» Directions
Rewrite the listing below as a numbered list, starting at the line with "Our annotation team needs the electric" and running through the end of the listing, with both ends included. Skip blank lines and leave the pictures out.

» Material provided
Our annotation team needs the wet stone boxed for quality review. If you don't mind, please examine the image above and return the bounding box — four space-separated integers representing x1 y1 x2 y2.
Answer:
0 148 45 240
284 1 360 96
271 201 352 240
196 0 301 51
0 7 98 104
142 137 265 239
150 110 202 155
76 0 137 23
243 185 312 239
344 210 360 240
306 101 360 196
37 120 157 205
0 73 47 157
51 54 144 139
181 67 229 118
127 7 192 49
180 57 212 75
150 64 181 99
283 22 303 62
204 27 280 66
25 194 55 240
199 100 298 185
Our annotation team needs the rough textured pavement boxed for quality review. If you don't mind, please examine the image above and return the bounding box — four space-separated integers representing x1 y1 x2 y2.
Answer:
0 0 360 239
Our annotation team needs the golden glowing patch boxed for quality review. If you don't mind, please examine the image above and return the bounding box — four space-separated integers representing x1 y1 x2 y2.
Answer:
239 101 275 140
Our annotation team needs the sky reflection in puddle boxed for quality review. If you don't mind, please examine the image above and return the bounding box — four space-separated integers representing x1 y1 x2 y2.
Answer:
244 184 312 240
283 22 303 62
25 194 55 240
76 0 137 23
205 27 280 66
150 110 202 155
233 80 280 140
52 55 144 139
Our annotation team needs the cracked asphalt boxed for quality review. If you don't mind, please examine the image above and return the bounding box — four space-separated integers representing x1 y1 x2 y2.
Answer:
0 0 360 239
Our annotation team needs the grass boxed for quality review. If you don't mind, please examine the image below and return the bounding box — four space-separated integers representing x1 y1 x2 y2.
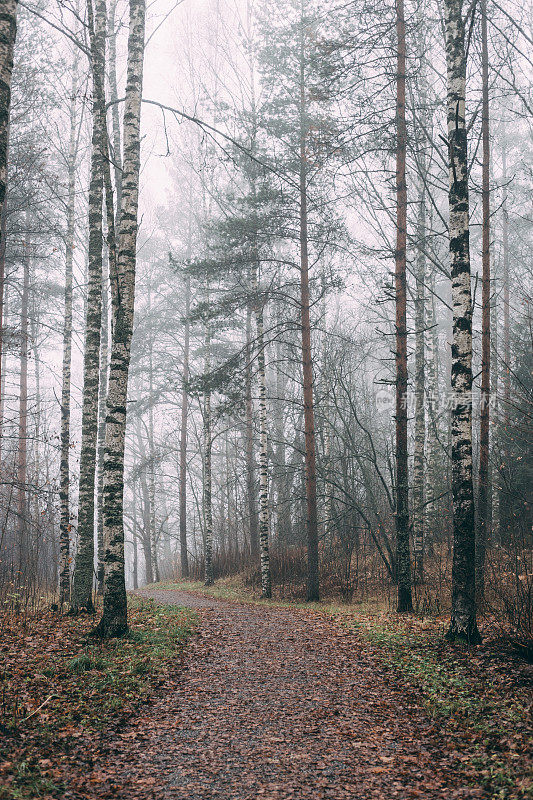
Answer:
0 597 197 800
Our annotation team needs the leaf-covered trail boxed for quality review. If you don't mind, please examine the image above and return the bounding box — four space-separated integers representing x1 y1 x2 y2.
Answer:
80 589 487 800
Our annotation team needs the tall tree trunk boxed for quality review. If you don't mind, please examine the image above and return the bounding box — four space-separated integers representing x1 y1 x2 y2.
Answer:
254 290 272 598
502 120 511 424
413 181 426 582
424 271 436 553
395 0 413 612
179 260 191 578
72 0 106 613
140 458 154 583
59 53 78 607
446 0 481 644
17 225 30 582
132 481 139 589
96 260 109 594
476 0 491 603
203 316 214 586
0 0 18 206
299 10 320 602
273 339 292 545
0 0 18 462
97 0 145 636
107 0 122 220
148 339 159 581
244 308 259 564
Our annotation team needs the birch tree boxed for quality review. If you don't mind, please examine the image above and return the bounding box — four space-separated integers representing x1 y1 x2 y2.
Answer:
72 0 106 612
445 0 481 644
59 53 78 606
395 0 413 612
476 0 491 601
96 0 145 637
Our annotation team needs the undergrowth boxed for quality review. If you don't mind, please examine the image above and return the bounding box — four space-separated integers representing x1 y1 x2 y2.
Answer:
168 577 533 800
0 597 197 800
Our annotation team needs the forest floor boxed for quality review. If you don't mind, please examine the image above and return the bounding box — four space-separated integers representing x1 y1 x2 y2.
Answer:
0 583 533 800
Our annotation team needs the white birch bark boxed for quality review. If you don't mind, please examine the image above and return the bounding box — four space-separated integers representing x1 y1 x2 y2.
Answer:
445 0 480 644
97 0 145 636
72 0 106 612
59 52 78 607
203 312 214 586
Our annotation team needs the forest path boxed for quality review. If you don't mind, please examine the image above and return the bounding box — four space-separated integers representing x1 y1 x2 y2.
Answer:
94 588 487 800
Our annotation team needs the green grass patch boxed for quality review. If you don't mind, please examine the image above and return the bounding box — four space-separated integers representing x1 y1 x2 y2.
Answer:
0 596 198 800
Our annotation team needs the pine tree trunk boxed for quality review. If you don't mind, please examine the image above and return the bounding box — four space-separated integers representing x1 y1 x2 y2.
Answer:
203 316 214 586
413 185 426 583
502 125 511 418
179 268 191 578
97 0 145 637
17 228 30 583
446 0 480 644
0 0 18 211
244 308 259 564
274 340 292 544
476 0 491 603
0 195 7 467
395 0 413 613
299 14 320 602
59 54 78 608
72 0 106 613
255 296 272 598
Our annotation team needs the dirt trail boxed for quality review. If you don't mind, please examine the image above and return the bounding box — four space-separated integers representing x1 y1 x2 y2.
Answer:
80 589 487 800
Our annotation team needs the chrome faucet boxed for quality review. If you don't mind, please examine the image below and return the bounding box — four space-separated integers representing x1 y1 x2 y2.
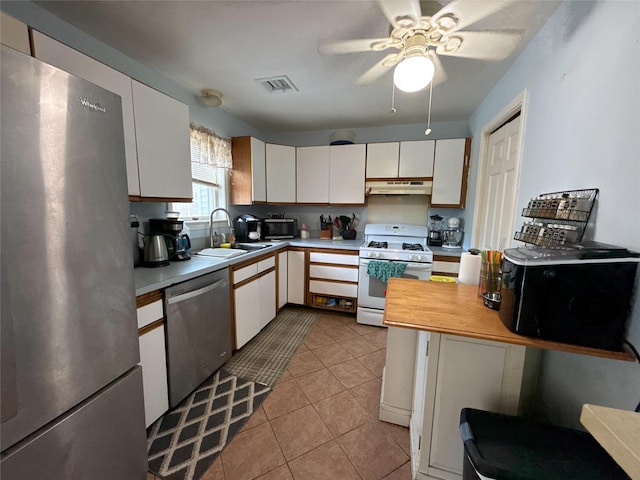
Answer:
209 208 235 248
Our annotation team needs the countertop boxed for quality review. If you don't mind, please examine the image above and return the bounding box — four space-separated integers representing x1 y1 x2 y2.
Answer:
383 278 635 361
580 404 640 480
134 238 363 296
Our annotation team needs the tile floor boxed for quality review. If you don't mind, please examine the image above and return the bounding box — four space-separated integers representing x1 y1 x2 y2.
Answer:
147 312 411 480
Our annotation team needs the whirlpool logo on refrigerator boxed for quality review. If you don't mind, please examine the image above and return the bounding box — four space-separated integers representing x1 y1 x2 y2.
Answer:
80 97 107 113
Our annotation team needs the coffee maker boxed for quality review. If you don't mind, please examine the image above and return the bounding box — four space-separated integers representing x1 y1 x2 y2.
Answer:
149 218 191 261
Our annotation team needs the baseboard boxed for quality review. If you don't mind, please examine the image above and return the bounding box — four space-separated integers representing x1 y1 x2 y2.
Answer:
378 403 411 427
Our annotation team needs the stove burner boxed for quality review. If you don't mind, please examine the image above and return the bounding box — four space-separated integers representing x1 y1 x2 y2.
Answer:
402 243 424 252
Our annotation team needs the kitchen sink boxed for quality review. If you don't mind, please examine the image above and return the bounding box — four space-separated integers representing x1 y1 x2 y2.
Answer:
231 243 271 251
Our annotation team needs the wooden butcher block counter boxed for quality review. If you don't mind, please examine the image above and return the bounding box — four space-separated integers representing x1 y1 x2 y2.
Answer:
384 278 634 362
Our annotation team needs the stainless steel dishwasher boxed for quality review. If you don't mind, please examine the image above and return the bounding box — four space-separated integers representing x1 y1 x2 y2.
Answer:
164 268 231 408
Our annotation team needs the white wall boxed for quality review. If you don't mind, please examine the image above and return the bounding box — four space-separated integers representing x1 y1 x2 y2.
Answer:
466 1 640 426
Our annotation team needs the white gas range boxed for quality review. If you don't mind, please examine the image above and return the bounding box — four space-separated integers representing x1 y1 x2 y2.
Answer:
356 223 433 326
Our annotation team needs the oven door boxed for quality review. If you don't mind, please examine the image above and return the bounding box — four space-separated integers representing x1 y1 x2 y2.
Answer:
358 258 432 310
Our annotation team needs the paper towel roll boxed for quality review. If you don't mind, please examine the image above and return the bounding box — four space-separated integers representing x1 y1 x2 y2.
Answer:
458 252 482 285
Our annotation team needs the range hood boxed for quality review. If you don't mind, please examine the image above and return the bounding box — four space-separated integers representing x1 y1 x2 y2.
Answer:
365 180 433 195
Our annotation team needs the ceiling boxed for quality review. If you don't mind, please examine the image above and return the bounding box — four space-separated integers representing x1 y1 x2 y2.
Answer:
36 0 559 134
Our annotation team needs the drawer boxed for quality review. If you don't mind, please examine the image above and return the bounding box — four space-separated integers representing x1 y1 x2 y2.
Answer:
233 262 258 285
138 300 164 328
309 265 358 283
309 252 358 265
258 257 276 273
309 280 358 298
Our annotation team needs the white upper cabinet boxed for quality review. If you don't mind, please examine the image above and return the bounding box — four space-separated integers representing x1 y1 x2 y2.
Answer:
329 144 366 204
266 143 296 203
0 12 31 55
33 30 140 196
431 138 471 208
33 31 193 201
132 80 193 199
367 140 435 179
367 142 400 178
398 140 436 178
296 145 330 204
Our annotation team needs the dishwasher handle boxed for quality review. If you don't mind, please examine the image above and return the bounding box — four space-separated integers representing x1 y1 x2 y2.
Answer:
167 279 223 305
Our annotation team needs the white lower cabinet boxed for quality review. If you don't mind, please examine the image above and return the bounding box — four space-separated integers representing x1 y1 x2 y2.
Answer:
410 332 540 480
232 255 276 350
138 297 169 427
287 250 305 305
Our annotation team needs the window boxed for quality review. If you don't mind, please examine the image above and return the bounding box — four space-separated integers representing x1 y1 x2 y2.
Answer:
169 124 231 220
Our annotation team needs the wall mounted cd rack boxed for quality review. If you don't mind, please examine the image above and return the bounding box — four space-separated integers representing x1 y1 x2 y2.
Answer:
513 188 599 247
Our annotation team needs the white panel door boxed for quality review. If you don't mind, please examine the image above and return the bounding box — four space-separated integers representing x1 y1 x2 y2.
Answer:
251 137 267 202
329 144 366 204
367 142 400 178
296 145 329 203
138 324 169 427
131 80 193 199
478 116 521 250
233 279 262 348
398 140 436 178
33 30 141 197
266 143 296 203
259 270 276 329
278 252 289 310
431 138 466 205
287 251 305 305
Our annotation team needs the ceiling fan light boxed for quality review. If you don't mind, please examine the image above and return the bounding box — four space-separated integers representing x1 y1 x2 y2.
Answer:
393 55 435 93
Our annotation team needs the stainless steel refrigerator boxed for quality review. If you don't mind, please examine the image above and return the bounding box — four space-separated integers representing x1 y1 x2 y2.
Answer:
0 45 147 480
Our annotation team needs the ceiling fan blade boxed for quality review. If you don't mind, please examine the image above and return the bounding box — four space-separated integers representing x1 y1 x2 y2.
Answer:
429 52 447 87
318 37 393 55
436 30 522 61
378 0 422 28
356 53 402 85
432 0 513 32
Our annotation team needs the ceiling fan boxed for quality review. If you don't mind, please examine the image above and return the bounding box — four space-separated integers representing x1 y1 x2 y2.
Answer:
318 0 521 92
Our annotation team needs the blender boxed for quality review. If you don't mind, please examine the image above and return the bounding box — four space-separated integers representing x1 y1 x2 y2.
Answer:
427 214 442 247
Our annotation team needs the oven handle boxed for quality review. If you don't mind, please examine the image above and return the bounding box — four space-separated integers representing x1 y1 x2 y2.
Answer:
360 258 432 270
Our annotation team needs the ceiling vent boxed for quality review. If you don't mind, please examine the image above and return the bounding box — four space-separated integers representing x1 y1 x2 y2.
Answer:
256 75 298 93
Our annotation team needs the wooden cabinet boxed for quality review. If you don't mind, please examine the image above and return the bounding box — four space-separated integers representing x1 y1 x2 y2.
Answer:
329 144 366 205
231 137 267 205
136 291 169 427
410 332 539 480
131 80 193 202
0 12 31 55
287 249 306 305
431 138 471 208
265 143 296 203
431 255 460 277
231 253 276 350
296 145 330 204
307 249 359 312
33 31 193 202
367 140 435 180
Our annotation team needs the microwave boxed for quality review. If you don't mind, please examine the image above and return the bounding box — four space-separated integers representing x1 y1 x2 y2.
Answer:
498 242 640 351
262 218 300 240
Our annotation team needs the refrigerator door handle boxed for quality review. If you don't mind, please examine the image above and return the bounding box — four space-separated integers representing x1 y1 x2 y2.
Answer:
167 280 222 305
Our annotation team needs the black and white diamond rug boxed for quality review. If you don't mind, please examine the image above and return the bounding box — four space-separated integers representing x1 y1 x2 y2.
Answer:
147 369 271 480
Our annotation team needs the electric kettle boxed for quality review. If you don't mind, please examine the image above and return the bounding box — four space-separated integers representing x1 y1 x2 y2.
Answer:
144 233 169 267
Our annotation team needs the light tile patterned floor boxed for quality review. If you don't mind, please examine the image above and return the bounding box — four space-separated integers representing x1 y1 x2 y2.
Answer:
147 312 411 480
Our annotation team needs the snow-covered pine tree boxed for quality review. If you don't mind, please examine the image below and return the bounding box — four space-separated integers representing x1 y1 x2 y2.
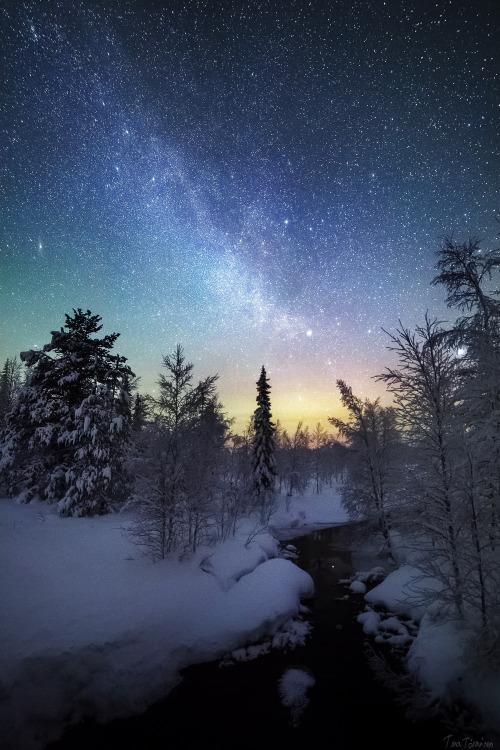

» Finished exercise
1. Our annotation team needs the electric kettle boxed for quality review. If you don't mind, please examine the image above and return the bounding box — four space-separated integers representing x1 y1 x2 y2.
2. Answer:
3. 144 233 169 267
4. Our annotation team needs the light tile patterned floor boxed for quality review. If you don't mind, please examine the image above and return the bounding box — four space-separated integers representing x1 y1 x2 y2.
5. Answer:
6. 147 312 411 480
7. Our annotation team needs the snow-covered pine tree boxed for quality review. If you don't mind, please examine the image below and return the bounding box — four space-separated integers representing x1 y1 x2 y2.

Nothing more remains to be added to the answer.